What needs to be done:
Reproduce the material from the line containing "Each <instance> block" through the line containing "positive clicks: (1144, 431) (1223, 451)", with "rough mask" replaced by "coarse mask" and nothing else altered.

Records shown:
--- START ---
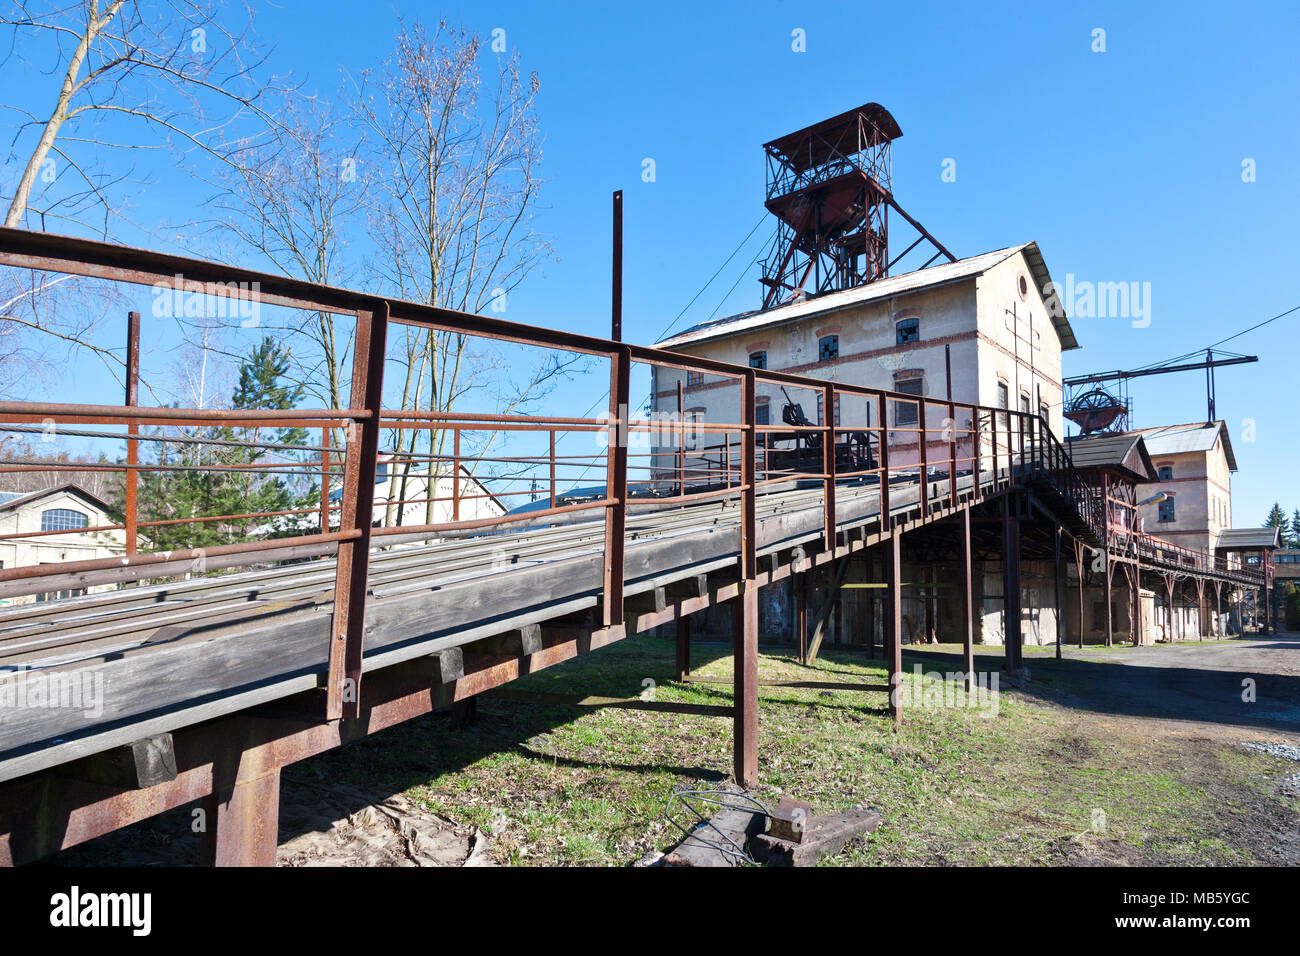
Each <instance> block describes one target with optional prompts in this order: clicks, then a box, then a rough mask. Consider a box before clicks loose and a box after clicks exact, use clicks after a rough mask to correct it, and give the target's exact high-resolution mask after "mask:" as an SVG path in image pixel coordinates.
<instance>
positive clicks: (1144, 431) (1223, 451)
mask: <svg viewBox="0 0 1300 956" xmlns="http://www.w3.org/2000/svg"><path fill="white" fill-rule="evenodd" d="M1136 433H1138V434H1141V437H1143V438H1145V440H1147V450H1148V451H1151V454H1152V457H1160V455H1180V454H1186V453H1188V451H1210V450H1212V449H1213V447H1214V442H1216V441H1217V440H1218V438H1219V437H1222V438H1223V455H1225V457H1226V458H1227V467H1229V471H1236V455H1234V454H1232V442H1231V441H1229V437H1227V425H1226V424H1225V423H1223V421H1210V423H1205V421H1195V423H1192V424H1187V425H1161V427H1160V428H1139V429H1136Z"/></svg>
--- END ---
--- START ---
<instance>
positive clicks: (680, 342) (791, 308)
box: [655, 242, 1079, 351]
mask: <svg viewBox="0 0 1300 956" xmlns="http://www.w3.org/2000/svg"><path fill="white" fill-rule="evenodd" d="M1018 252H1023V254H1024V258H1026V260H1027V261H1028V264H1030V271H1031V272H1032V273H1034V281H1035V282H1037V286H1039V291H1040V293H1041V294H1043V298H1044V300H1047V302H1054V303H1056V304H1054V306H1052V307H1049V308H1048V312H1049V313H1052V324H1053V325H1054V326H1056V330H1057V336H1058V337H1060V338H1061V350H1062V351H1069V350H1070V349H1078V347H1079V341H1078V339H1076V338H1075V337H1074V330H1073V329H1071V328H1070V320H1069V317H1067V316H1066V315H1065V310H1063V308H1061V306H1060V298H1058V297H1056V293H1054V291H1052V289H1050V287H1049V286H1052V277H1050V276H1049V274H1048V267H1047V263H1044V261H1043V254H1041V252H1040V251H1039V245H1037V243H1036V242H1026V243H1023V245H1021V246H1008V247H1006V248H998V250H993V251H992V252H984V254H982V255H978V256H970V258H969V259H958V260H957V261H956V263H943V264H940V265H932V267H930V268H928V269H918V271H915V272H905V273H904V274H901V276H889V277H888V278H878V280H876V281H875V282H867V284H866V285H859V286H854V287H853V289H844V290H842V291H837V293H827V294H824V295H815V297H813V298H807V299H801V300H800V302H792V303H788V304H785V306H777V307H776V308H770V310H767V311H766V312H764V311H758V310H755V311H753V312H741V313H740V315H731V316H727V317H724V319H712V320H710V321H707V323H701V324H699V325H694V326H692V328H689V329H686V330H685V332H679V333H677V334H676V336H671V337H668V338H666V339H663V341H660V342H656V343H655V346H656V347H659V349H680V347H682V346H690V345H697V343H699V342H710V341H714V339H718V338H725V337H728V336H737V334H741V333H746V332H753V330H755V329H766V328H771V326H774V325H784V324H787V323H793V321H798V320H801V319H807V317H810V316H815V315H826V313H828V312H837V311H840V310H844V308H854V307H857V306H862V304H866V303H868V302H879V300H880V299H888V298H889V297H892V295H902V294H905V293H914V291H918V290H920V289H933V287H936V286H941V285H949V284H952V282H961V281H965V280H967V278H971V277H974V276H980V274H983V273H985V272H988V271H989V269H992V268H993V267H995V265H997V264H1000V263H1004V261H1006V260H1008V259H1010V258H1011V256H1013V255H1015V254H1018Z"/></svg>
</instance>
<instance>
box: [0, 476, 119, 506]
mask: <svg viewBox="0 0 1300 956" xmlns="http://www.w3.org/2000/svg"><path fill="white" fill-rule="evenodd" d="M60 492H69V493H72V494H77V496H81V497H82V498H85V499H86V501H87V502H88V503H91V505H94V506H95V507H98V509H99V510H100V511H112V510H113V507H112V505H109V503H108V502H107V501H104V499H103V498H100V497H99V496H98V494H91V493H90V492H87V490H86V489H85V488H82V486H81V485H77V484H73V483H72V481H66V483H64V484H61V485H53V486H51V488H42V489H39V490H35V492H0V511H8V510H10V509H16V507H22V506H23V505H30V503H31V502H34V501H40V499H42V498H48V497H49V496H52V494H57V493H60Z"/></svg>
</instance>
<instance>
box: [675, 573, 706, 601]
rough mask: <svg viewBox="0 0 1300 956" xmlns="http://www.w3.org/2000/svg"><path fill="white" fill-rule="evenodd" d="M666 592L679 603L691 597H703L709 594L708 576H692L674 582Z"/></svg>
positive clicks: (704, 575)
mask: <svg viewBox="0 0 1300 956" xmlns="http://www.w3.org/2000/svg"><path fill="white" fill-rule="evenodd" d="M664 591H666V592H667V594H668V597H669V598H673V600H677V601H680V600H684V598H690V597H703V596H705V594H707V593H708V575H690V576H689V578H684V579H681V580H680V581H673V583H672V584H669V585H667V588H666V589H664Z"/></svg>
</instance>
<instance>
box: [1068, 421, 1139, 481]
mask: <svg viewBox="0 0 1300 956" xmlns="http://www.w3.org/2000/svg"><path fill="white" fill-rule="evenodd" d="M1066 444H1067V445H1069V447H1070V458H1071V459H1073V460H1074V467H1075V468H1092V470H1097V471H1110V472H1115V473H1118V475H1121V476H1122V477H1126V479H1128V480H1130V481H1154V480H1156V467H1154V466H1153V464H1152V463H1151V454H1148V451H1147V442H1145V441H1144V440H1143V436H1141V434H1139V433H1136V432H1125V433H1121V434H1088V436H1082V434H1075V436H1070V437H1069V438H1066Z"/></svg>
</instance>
--- END ---
Exercise output:
Each <instance> block describes one target with optional prompts in this order: clicks, then a box, then a coarse mask. Consider a box before clicks loose and a box after clicks exact, use clicks after a coarse mask to correct it, and give the target's exact high-resolution mask after "mask:" as an SVG path in image pixel coordinates.
<instance>
positive clicks: (1144, 431) (1223, 451)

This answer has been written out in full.